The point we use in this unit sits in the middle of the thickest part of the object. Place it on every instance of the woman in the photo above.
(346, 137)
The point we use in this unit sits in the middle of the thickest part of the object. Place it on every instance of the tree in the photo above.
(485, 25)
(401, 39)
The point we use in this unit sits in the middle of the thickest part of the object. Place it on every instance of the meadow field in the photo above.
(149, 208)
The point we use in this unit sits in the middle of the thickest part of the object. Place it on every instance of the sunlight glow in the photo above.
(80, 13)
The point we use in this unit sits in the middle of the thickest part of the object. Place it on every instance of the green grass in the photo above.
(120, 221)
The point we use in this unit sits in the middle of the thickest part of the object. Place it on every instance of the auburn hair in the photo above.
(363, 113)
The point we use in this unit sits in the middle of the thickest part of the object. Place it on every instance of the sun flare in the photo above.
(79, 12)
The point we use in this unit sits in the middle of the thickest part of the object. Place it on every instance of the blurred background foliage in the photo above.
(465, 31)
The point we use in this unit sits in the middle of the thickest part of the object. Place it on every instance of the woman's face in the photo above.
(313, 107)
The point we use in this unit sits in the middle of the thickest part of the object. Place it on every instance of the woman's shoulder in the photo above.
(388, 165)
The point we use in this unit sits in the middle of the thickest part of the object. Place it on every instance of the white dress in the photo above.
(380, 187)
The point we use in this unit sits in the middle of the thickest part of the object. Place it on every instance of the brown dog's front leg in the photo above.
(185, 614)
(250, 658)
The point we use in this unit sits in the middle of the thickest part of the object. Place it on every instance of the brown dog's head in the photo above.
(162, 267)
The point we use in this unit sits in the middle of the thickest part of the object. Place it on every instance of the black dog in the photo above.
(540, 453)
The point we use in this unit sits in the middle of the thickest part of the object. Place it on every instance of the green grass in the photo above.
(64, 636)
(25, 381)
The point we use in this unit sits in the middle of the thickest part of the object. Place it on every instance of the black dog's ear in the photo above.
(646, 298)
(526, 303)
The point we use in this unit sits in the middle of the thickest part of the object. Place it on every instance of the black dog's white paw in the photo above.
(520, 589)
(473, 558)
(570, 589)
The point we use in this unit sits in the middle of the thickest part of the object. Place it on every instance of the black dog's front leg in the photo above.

_What the task asks:_
Reproduce the records word for word, starting at the line containing "ear in the photo above." and ending with the final line of the records, both included.

_Response to the task:_
The point we use in this unit sits in the middle of the thickest part of the object. Place it on every instance of the black dog's ear in the photo above.
(646, 298)
(526, 303)
The point we use in this unit sits in the middle of the thickest part of the object. Place it on every instance of the black dog's white paw in the photo above.
(520, 589)
(473, 558)
(570, 589)
The point we use in this unit sits in the middle of the thickest part of the object. Place it on every instance of the black dog's front leg in the photo above.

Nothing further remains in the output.